• [Work task]
Would you please transcribe the data in full and exactly, excluding images?
━━ Material to process ━━
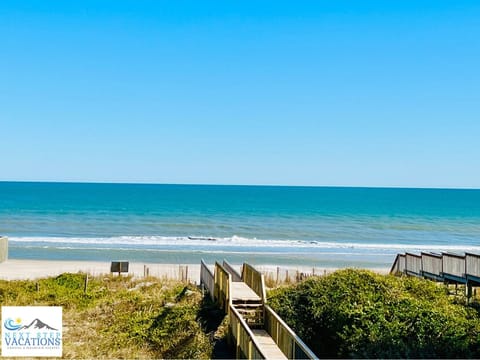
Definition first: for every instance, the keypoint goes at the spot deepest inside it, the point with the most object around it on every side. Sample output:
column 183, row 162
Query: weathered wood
column 289, row 343
column 241, row 291
column 472, row 267
column 447, row 267
column 223, row 279
column 207, row 279
column 453, row 266
column 3, row 248
column 398, row 266
column 267, row 346
column 413, row 264
column 247, row 346
column 432, row 265
column 255, row 280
━━━
• [Response to the task]
Definition first: for every instance, the keypoint goes at the spot deepest inside it, the point with the most object around it on every side. Sample output:
column 183, row 162
Query: weathered wood
column 289, row 343
column 241, row 291
column 472, row 267
column 447, row 267
column 223, row 279
column 207, row 279
column 453, row 266
column 3, row 248
column 398, row 266
column 267, row 346
column 413, row 264
column 247, row 346
column 432, row 265
column 255, row 280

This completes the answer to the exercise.